Press release – 3 March, 20144 March, 2014: In light of today’s announcement concerning a Senate Inquiry into the use of environmental offsets and the integrity of the process, Greenpeace is calling on the Environment Minister, Greg Hunt, to order all work on Whitehaven’s Maules Creek coal mine and the Galilee Basin in Queensland to stop until the Senate Inquiry reports back on June 16.Maules Creek is the largest coal mine under construction in Australia. The Galilee mines would be the largest ever built in the country. These – and many more projects – are approved on the proviso that offsets compensate for the damage the developments cause.
The controversy surrounding Whitehaven’s coal mine escalated last month when yet another report was released questioning the integrity of Whitehaven’s proposed offsets. Ecolorist John Hunter found land purchased by Whitehaven to replace Whitebox gum at its Maules Creek site in NSW’s Leard Forest contained little of the endangered ecological community. Only about five per cent of the sites surveyed “was likely to fulfil the criteria of the critically endangered ecological community determination", said Dr. Hunter in a report commissioned by the Northern Inland Council for Environment.

[Pointing records]
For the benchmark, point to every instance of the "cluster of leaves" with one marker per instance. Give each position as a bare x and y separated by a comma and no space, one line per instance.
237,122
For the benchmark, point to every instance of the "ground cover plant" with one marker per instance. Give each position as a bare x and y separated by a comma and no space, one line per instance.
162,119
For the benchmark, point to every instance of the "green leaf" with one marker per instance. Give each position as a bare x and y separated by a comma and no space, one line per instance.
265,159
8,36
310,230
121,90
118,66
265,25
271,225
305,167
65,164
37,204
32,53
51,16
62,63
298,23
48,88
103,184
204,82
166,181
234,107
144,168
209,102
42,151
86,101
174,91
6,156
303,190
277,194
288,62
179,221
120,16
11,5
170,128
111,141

[Exercise]
Answer these questions from the press release:
(a) On what date is the Senate Inquiry due to report back?
(b) Which coal mine is described as the largest under construction in Australia?
(c) Which organization commissioned Dr. Hunter's report?

[Full solution]
(a) June 16
(b) Whitehaven's Maules Creek coal mine
(c) The Northern Inland Council for Environment